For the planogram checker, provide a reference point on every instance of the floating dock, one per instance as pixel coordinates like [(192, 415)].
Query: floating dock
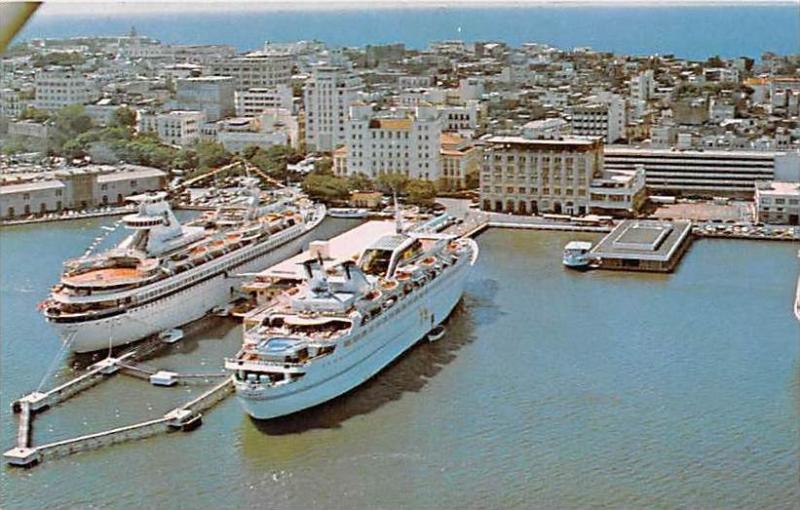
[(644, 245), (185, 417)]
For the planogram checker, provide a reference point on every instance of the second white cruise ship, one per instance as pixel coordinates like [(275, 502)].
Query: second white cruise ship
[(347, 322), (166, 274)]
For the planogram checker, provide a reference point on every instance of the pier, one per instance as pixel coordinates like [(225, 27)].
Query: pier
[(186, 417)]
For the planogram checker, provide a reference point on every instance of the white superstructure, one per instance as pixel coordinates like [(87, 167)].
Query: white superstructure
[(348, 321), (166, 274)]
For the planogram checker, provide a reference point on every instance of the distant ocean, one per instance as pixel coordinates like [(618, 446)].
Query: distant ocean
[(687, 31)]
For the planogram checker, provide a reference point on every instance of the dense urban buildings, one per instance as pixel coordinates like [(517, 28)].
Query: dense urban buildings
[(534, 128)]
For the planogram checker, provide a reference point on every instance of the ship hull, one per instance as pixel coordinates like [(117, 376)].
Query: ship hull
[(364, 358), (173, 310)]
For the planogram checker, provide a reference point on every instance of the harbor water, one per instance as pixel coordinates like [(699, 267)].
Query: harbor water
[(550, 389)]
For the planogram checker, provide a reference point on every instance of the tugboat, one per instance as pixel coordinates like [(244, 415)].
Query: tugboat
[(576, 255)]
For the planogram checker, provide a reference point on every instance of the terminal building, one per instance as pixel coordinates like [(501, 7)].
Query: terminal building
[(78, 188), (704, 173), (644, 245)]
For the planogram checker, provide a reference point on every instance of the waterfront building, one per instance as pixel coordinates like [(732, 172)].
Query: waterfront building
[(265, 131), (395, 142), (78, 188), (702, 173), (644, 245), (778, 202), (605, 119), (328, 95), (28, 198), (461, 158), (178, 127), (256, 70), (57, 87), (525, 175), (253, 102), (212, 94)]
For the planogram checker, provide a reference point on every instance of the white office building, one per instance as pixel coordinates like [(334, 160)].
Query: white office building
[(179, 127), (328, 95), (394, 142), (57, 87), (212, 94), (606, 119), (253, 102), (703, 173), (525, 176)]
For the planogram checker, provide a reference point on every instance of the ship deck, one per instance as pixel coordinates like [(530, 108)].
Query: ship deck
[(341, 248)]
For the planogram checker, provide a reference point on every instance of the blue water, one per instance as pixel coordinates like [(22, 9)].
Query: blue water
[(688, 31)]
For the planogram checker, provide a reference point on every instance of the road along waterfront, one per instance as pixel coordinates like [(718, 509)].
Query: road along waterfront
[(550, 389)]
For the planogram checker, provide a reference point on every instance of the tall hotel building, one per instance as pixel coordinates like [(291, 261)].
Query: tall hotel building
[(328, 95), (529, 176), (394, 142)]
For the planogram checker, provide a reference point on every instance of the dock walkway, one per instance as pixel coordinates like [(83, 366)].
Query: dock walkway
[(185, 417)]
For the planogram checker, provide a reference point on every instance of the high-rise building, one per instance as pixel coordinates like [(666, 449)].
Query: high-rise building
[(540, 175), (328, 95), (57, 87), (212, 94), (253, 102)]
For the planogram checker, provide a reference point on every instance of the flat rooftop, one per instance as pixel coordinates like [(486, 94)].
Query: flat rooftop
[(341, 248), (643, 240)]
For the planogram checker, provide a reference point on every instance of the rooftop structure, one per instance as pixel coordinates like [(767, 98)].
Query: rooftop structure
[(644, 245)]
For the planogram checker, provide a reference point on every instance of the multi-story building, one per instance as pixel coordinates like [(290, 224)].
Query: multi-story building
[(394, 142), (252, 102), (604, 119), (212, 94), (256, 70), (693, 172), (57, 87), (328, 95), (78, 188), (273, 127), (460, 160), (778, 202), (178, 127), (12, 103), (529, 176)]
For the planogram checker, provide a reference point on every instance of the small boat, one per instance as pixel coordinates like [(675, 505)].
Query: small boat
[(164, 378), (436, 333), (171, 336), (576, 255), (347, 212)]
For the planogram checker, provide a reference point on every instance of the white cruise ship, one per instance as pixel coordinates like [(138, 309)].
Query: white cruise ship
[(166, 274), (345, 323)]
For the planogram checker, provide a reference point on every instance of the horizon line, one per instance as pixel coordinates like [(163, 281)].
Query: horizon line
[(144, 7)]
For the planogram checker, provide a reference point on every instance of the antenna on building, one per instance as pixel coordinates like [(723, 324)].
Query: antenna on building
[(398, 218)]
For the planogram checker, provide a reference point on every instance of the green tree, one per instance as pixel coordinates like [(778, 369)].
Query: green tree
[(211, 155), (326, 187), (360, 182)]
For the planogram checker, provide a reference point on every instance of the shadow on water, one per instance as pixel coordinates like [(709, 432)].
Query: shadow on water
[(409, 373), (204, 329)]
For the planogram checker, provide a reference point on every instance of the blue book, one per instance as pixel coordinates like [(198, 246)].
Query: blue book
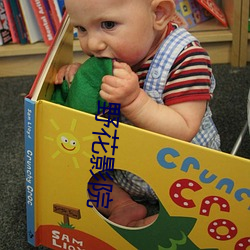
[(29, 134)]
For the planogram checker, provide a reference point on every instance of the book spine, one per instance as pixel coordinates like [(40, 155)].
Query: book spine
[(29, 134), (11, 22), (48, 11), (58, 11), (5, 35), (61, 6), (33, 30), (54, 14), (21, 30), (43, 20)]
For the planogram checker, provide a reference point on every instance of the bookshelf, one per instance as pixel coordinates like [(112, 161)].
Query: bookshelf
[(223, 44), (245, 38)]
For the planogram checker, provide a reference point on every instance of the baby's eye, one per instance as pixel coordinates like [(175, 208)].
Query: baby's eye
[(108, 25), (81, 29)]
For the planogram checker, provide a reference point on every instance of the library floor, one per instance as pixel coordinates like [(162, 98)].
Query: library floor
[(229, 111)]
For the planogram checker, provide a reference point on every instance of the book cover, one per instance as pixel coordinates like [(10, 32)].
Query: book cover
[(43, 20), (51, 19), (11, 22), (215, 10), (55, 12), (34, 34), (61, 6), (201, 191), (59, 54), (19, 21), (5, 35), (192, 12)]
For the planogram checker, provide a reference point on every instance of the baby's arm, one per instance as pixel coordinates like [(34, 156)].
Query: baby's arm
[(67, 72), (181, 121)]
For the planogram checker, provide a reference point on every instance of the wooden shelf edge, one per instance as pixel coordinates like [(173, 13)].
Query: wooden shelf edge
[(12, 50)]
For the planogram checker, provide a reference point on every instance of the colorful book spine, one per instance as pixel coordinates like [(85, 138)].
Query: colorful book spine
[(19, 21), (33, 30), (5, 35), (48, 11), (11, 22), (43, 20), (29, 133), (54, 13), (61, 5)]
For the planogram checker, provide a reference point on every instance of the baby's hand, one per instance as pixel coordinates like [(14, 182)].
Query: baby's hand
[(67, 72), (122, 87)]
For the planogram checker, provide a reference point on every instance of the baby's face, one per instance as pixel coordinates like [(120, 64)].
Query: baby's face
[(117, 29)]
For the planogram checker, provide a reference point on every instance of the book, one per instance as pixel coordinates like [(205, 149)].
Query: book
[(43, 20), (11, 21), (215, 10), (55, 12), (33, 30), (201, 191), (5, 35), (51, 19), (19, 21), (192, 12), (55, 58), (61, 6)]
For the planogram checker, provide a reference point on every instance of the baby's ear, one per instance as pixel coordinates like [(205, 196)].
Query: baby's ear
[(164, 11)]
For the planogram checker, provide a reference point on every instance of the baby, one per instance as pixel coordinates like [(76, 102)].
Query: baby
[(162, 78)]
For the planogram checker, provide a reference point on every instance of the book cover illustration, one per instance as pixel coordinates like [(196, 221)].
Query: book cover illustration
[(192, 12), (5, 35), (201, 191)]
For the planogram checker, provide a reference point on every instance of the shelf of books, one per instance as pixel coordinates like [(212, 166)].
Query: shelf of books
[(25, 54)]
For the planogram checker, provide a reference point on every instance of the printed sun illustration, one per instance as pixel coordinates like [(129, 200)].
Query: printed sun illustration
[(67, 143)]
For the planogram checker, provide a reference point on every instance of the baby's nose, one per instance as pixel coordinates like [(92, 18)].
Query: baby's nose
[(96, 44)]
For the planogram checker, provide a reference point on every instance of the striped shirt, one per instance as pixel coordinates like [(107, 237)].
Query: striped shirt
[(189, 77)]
==
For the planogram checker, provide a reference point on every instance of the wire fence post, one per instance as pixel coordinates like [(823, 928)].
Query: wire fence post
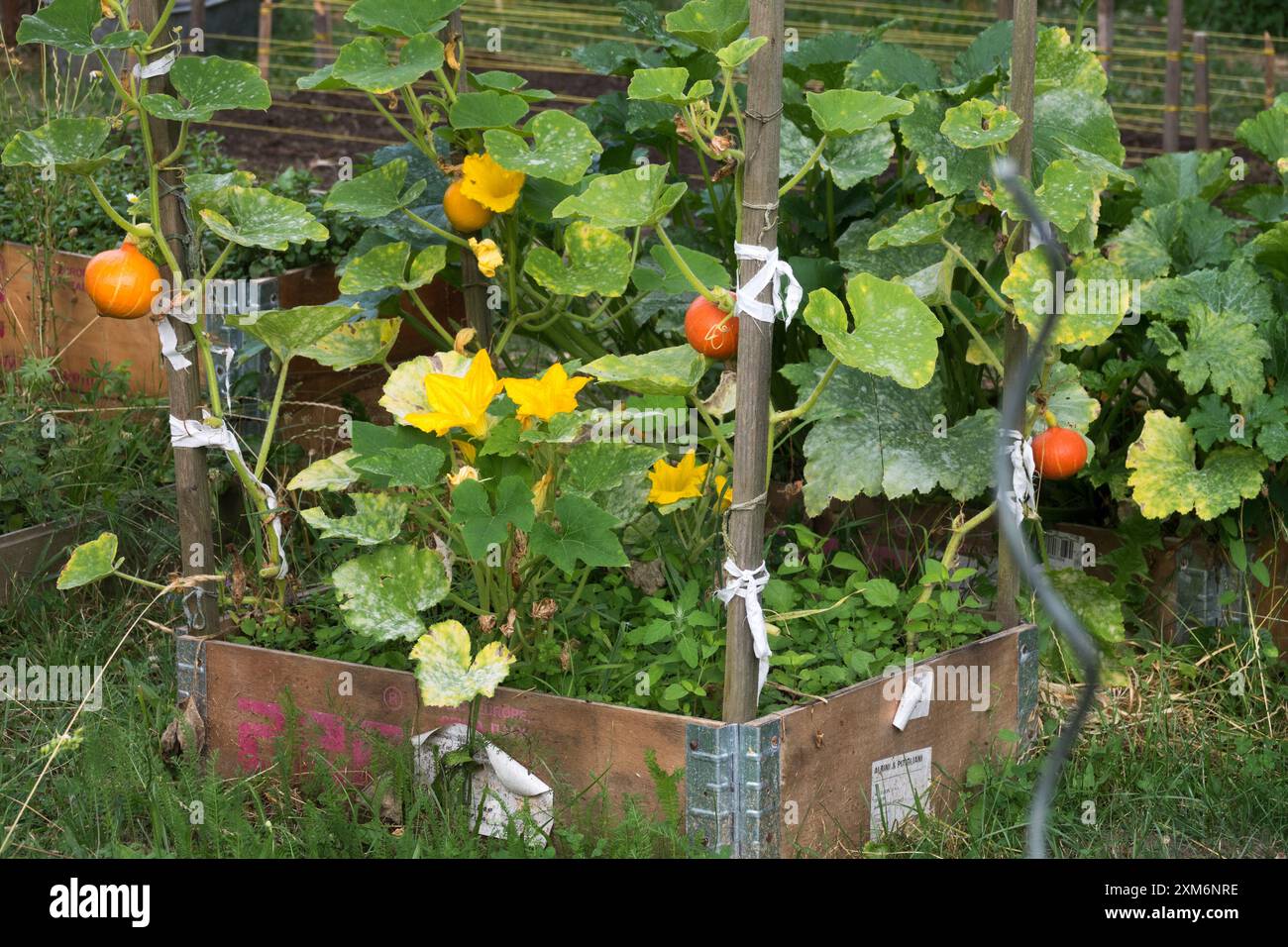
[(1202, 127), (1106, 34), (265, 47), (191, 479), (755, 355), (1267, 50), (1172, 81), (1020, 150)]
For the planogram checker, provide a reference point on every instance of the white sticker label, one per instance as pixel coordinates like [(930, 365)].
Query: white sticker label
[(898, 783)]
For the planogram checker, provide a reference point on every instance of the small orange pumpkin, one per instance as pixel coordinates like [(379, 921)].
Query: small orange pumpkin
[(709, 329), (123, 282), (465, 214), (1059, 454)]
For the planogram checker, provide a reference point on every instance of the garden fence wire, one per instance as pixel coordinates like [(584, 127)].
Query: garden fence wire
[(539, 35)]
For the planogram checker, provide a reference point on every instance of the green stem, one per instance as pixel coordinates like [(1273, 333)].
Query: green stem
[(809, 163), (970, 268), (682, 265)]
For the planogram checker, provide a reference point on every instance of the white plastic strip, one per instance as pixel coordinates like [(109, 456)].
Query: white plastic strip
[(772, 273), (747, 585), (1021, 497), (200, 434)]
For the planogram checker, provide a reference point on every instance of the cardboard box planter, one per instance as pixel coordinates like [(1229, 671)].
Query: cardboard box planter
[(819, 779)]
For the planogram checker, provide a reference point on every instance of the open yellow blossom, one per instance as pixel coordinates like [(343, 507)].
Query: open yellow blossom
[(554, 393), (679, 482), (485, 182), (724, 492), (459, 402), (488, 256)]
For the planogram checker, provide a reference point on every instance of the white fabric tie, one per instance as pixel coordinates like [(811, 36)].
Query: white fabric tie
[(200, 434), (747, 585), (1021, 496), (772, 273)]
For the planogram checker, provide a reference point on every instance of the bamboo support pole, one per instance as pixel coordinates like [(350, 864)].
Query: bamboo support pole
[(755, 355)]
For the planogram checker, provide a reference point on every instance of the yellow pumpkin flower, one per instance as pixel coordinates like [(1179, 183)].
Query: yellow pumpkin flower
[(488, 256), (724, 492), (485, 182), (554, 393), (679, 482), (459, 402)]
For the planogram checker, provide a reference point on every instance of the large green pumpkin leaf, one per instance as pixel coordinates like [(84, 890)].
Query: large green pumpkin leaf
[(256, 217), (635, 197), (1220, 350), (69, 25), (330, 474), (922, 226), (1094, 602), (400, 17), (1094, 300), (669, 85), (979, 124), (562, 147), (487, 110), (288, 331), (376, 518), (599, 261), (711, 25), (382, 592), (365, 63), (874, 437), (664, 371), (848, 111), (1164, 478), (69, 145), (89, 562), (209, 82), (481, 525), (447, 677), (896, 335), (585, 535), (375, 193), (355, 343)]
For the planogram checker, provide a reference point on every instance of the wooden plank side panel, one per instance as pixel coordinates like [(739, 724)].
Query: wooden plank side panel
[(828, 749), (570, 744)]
* * *
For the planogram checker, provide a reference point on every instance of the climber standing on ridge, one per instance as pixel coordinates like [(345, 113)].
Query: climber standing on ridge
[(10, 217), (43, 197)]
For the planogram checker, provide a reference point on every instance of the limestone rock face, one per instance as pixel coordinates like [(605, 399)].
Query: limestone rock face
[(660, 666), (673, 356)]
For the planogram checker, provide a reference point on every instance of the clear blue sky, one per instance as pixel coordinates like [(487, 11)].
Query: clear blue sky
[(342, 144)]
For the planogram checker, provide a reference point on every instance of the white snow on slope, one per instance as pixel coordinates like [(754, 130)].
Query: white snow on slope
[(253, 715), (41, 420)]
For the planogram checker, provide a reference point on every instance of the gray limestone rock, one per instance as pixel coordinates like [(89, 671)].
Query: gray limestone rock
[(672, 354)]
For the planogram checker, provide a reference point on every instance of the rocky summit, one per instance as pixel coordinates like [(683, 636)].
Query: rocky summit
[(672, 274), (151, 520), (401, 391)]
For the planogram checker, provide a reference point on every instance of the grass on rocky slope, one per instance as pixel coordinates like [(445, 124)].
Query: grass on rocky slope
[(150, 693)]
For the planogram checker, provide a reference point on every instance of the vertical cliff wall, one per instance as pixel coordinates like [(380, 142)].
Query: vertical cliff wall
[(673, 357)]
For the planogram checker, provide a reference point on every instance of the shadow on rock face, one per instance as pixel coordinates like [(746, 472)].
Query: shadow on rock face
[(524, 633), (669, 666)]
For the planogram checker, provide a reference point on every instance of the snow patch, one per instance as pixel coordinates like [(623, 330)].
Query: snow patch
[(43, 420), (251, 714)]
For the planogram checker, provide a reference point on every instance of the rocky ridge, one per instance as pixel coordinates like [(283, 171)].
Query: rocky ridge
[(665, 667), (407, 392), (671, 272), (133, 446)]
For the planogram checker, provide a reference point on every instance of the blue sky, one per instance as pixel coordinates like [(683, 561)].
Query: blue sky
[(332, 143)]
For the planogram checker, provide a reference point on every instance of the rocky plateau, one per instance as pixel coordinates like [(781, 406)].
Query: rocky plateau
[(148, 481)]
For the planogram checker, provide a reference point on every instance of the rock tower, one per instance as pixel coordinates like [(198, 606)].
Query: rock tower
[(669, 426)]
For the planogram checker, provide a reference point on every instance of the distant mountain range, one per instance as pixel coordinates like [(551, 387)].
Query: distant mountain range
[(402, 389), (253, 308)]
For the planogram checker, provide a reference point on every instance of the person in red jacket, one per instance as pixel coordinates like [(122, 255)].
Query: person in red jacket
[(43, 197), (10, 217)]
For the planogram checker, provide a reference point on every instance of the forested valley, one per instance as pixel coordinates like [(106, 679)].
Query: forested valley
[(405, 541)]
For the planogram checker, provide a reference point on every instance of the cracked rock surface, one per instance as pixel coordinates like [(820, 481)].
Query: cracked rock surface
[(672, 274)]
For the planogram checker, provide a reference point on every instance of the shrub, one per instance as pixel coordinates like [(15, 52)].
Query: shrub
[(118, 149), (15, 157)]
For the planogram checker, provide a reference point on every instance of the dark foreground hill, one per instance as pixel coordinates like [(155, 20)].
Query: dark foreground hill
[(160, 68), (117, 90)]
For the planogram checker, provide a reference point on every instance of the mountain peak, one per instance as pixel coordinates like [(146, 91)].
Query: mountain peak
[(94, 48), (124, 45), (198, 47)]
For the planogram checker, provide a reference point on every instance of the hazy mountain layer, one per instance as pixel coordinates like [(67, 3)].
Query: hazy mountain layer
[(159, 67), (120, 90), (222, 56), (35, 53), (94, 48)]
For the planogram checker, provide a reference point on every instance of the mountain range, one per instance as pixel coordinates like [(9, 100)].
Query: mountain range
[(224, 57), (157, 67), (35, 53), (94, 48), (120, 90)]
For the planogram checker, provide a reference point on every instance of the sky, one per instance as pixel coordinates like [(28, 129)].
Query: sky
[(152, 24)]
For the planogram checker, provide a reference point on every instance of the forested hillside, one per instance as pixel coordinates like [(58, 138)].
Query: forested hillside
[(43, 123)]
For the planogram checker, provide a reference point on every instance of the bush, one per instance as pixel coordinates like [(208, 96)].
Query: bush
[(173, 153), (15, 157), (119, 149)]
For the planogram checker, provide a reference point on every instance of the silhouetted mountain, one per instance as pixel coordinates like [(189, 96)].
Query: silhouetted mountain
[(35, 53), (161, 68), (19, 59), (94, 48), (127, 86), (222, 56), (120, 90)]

Requirement: Edit everything from the line containing "like [(930, 365)]." down to the line containing "[(755, 355)]" so that "reference point" reads "anchor point", and leave everything else unchanged. Give back only those lines.

The reply:
For the planogram checker, provide a anchor point on every instance of the white sticker label, one per instance as pixel coordinates like [(930, 365)].
Query: white sticker label
[(898, 783)]
For the planogram checker, provide a anchor point on every instance of the small orange pumpkin, one per instance as pixel coordinates like [(379, 921)].
Query: small orange pumpkin
[(709, 329), (123, 282), (465, 214), (1059, 454)]
For the planogram checker, provide a anchor point on every instance of the garden fence wire, one per instance as pixel coordinates like [(584, 127)].
Query: garden fence wire
[(539, 35)]
For the planogram checker, provide a anchor point on every instance of the green stem, one per instance as pixel coordinates like [(1273, 333)].
Query: green stem
[(809, 163), (970, 268), (682, 265)]
For the planogram checker, provide a anchor point on every instance of the white plastic strip, one per instance as pixel coordinates like [(109, 456)].
Query: white plastic strip
[(772, 273), (747, 585), (1021, 497), (200, 434)]
For the planogram checker, provide a anchor point on every instance of the cardboard box planter, one per instance as pixel coordinates like [(1229, 671)].
Query: cardboard box planter
[(819, 779)]
For the planogram checker, provide a anchor point on every instance of the open yellow blossom, one per instance as pixel coordinates like [(343, 507)].
Query: open yellow blossom
[(554, 393), (679, 482), (485, 182), (724, 492), (459, 402), (488, 256)]
For the planogram checker, provide a anchor point on every instance of the white fabric tie, one per instance as pixel coordinates like [(811, 36)].
Query: white fabric tie
[(200, 434), (747, 585), (1021, 496), (772, 273)]
For the planogram checker, provide a anchor point on every instance of the bamboo support pole, one per instance as pixel coordinates like [(350, 864)].
Query: bamboo support pole
[(755, 355)]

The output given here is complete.